**Data for this task**
__________________________________________________

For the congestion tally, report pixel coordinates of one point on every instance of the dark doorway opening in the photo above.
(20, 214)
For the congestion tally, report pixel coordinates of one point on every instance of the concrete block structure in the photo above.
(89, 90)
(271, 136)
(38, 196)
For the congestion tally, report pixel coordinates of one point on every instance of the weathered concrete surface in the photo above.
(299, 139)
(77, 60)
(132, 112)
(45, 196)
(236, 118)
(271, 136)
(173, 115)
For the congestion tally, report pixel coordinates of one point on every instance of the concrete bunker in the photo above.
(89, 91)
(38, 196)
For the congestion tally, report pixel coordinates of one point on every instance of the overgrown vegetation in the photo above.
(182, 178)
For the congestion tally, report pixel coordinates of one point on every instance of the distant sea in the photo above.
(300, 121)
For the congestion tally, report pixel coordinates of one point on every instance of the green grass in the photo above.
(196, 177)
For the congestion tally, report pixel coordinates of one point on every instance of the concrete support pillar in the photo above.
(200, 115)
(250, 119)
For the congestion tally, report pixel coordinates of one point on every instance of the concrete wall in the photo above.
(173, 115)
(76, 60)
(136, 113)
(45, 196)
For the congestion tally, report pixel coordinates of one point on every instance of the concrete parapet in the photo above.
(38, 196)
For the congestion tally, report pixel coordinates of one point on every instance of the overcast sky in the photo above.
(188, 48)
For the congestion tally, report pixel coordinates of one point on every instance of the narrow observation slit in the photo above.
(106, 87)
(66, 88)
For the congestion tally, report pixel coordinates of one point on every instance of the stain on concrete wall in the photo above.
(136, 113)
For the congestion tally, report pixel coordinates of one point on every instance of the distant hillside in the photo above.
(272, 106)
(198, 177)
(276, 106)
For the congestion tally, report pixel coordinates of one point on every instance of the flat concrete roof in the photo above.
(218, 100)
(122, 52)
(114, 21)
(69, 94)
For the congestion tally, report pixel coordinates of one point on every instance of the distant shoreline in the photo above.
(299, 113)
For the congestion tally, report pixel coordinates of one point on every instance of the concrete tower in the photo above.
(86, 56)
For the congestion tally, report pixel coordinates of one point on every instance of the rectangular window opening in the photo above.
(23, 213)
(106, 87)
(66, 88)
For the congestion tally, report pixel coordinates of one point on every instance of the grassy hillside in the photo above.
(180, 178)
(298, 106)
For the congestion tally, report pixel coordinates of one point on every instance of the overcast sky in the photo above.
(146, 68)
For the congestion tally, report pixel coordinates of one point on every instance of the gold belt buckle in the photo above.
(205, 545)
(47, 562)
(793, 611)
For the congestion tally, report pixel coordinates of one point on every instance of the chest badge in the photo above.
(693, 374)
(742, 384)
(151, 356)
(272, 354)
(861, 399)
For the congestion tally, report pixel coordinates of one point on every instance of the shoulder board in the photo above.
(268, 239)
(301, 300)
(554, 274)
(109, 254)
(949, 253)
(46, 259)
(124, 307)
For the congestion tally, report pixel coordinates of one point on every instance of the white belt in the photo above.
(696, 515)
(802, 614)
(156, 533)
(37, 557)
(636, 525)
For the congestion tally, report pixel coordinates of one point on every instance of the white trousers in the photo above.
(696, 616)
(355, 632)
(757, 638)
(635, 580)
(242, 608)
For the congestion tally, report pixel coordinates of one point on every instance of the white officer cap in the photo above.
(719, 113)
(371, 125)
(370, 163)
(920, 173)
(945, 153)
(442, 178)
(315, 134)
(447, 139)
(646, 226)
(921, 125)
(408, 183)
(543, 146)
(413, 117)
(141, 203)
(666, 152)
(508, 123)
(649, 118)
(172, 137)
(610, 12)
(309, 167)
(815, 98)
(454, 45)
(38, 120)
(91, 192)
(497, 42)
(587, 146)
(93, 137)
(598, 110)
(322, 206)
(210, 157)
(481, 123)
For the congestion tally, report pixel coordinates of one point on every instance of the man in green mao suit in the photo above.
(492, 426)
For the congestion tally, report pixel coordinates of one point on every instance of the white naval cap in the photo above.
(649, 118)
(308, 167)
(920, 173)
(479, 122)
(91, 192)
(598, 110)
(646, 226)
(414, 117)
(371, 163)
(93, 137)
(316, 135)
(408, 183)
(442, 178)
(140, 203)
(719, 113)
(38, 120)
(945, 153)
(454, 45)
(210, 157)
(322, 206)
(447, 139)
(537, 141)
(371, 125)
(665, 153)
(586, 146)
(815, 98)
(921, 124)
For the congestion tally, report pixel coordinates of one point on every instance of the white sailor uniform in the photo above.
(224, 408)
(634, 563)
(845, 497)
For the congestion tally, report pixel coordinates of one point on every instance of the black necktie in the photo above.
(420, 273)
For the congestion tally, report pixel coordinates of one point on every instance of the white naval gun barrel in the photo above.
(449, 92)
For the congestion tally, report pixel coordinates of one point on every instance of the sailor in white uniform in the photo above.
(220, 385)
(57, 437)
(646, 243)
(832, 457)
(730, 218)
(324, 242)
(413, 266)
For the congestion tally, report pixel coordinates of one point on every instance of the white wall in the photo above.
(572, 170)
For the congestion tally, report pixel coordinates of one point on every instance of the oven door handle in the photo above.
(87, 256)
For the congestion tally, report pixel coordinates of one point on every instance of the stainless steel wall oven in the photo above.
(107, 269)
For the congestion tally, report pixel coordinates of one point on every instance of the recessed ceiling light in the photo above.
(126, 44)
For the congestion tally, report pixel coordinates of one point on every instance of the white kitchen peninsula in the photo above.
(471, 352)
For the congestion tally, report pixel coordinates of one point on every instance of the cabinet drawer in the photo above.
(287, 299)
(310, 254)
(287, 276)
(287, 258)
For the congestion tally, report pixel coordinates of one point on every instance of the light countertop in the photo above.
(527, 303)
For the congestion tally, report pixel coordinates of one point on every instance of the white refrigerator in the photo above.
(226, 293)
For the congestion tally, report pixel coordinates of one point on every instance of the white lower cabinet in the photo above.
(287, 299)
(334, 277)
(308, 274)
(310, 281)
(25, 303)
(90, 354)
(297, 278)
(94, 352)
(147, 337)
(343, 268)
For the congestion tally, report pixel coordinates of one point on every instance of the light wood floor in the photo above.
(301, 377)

__________________________________________________

**Action item**
Make an exact copy of every line in the data.

**Solution for this exercise**
For the congestion tally, report pixel coordinates of one point on every instance of the dark doorway opening in the photo above.
(20, 214)
For the congestion tally, report pixel coordinates of one point on every instance of the concrete block structure in the photo above.
(89, 90)
(271, 136)
(38, 196)
For the congestion tally, report pixel coordinates of one point on every instance of the weathered concrete surface in the photo above.
(299, 139)
(77, 60)
(132, 112)
(45, 196)
(236, 118)
(271, 136)
(173, 115)
For the congestion tally, report pixel coordinates of one point on every instance of the concrete bunker in the photo above.
(89, 91)
(38, 196)
For the congestion tally, report pixel coordinates of one point on every instance of the overgrown vegetation in the photo above.
(182, 178)
For the congestion tally, report pixel coordinates of one point on every instance of the distant sea in the photo above.
(300, 121)
For the congestion tally, report pixel coordinates of one point on every instance of the green grass in the photo above.
(196, 177)
For the congestion tally, report pixel coordinates of one point on every instance of the concrete support pillar in the photo above.
(200, 115)
(250, 119)
For the congestion tally, report pixel coordinates of one point on every instance of the concrete wall in the photo above.
(173, 115)
(76, 60)
(136, 113)
(45, 196)
For the congestion tally, report pixel coordinates of one point on every instance of the concrete parapet in the photo above.
(38, 196)
For the congestion tally, report pixel coordinates of one point on every instance of the overcast sky in the photo above.
(188, 48)
For the congestion tally, report pixel coordinates of one point on every instance of the narrow observation slit in the photo above.
(106, 87)
(66, 88)
For the congestion tally, report pixel coordinates of one point on every instance of the stain on concrete wall in the photo above.
(136, 113)
For the congestion tally, report pixel coordinates of one point on every instance of the distant hillside in the photo above.
(272, 106)
(198, 177)
(276, 106)
For the congestion tally, report pixel coordinates of one point on every instance of the flat concrete roof in the photo above.
(218, 100)
(122, 52)
(114, 21)
(69, 94)
For the congestion tally, report pixel coordinates of one point on every instance of the distant shoreline in the photo above.
(299, 113)
For the congestion tally, report pixel coordinates of one point on every instance of the concrete tower in the photo above.
(86, 56)
For the congestion tally, report pixel coordinates of one point on every instance of the rectangular window opening in the photo above.
(23, 213)
(106, 87)
(66, 88)
For the congestion tally, report pixel coordinates of one point on every instance of the grassy hillside in the photo above.
(180, 178)
(298, 106)
For the congestion tally, report pixel coordinates of one point on every instance of the overcast sky in the photo above.
(146, 68)
For the congestion tally, report pixel coordinates of one point on every instance of the gold belt buckle in the photo above.
(205, 545)
(47, 562)
(793, 611)
For the congestion tally, report pixel coordinates of one point on every instance of the chest badge in the photo above.
(693, 374)
(742, 384)
(151, 356)
(272, 354)
(861, 399)
For the congestion tally, report pixel coordinates of one point on every instance of the shoulder board in the photo above.
(268, 239)
(301, 300)
(554, 274)
(109, 254)
(949, 253)
(46, 259)
(124, 307)
For the congestion tally, report pixel coordinates of one point on every instance of the white belt in the photo above.
(696, 515)
(802, 614)
(156, 533)
(37, 557)
(636, 525)
For the congestion tally, report pixel coordinates of one point on every instance of the white trousers in the photo above.
(696, 616)
(355, 632)
(757, 638)
(635, 580)
(242, 608)
For the congestion tally, report pixel coordinates of one point on every instance of the white officer cap in the photo above.
(719, 113)
(371, 125)
(370, 163)
(920, 173)
(945, 153)
(442, 178)
(315, 134)
(447, 139)
(646, 226)
(921, 125)
(408, 183)
(543, 146)
(413, 117)
(141, 203)
(666, 152)
(508, 123)
(649, 118)
(172, 137)
(610, 12)
(309, 167)
(815, 98)
(454, 45)
(38, 120)
(91, 192)
(497, 42)
(587, 146)
(93, 137)
(598, 110)
(322, 206)
(210, 157)
(481, 123)
For the congestion tally, report pixel coordinates of one point on every instance of the man in green mao suit in the photo above.
(492, 426)
For the congestion tally, report pixel coordinates of one point on every instance of the white naval cap in the photo above.
(649, 118)
(308, 167)
(920, 173)
(479, 122)
(91, 192)
(598, 110)
(646, 226)
(414, 117)
(371, 163)
(93, 137)
(316, 135)
(408, 183)
(442, 178)
(140, 203)
(719, 113)
(38, 120)
(945, 153)
(454, 45)
(210, 157)
(322, 206)
(447, 139)
(537, 141)
(371, 125)
(665, 153)
(586, 146)
(815, 98)
(921, 124)
For the congestion tally, report pixel coordinates of one point on every instance of the white sailor uniform in the photo above.
(224, 408)
(634, 563)
(845, 497)
For the congestion tally, report pixel coordinates of one point on every instance of the black necktie in the photo above.
(420, 273)
For the congestion tally, report pixel coordinates of one point on every instance of the white naval gun barrel in the photo above.
(449, 92)
For the congestion tally, report pixel coordinates of one point on every instance of the sailor in white uniform in the photo above.
(220, 385)
(57, 437)
(646, 243)
(832, 457)
(730, 218)
(324, 242)
(413, 266)
For the congestion tally, report pixel coordinates of one point on every instance of the white wall in the photo above.
(572, 170)
For the congestion tally, report pixel coordinates of one point on every instance of the oven door handle in the photo above.
(87, 256)
For the congestion tally, report pixel coordinates of one point on every instance of the stainless steel wall oven in the photo above.
(107, 269)
For the congestion tally, report pixel coordinates of one point on every instance of the recessed ceiling light in the photo above.
(126, 44)
For the congestion tally, report pixel coordinates of one point on every instance of the white kitchen peninsula in the photo above.
(471, 352)
For the congestion tally, report pixel coordinates of one point on every instance of the cabinet drawer in the photo above.
(287, 299)
(310, 254)
(287, 276)
(287, 258)
For the congestion tally, report pixel coordinates of one point on every instance of the light countertop in the photo above.
(527, 303)
For the congestion tally, report pixel coordinates of one point on every instance of the white refrigerator in the photo above.
(226, 293)
For the congestion tally, report pixel coordinates of one point on every instance of the white lower cabinet in the photo above.
(287, 299)
(334, 277)
(308, 274)
(310, 281)
(25, 303)
(90, 354)
(297, 278)
(94, 352)
(147, 337)
(343, 268)
For the congestion tally, report pixel coordinates of one point on every instance of the light wood floor in the photo above.
(301, 377)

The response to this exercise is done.